• Directions for this task
In your copy, leave out the pictures and repeat the entries below exactly.

• Given entries

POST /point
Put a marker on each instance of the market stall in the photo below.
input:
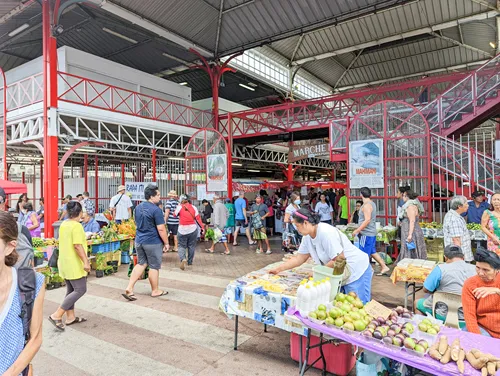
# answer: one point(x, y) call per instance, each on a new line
point(413, 273)
point(106, 249)
point(407, 354)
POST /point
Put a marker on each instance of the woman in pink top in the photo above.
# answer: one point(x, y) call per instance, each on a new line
point(30, 220)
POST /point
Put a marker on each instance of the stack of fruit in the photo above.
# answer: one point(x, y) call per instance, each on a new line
point(347, 313)
point(395, 334)
point(427, 326)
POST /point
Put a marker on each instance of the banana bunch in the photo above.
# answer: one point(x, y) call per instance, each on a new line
point(473, 226)
point(433, 225)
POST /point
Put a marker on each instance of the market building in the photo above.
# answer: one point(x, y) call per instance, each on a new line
point(216, 99)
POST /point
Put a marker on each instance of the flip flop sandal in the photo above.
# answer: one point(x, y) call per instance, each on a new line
point(77, 320)
point(57, 323)
point(162, 294)
point(130, 297)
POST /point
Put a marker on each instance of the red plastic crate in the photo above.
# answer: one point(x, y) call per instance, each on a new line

• The response
POST /point
Put a marker on each instance of the market stall in the photo below.
input:
# answer: one point(x, y) call per instance, each on a new line
point(413, 273)
point(106, 249)
point(407, 354)
POST /point
Put a marker on each instance of the woman in pink top in the photo above.
# answer: one point(x, y) call per instance, each on a new line
point(30, 220)
POST /point
Put a marker on each instance of the stack of fruit in the photo above.
# answer: one point(x, y) call per instance, each on a new line
point(347, 313)
point(395, 334)
point(427, 326)
POST /point
Put a marker on each instance of the banana bunch in the photo above.
# answer: one point(x, y) call per instance, each on a new line
point(473, 226)
point(433, 225)
POST /point
Put a marker on each instance of the market building in the photo above.
# answer: one point(x, y) call per instance, each on a new line
point(216, 99)
POST /point
Put a marker on each instance of the flip flop sandal in the photo above.
# answer: one point(x, y) call per instance, each on a new line
point(77, 320)
point(57, 323)
point(162, 294)
point(130, 297)
POST /point
Put a marker on each instance of the red plastic crate in the photo above.
# answer: one point(x, y) call per instance, each on a new line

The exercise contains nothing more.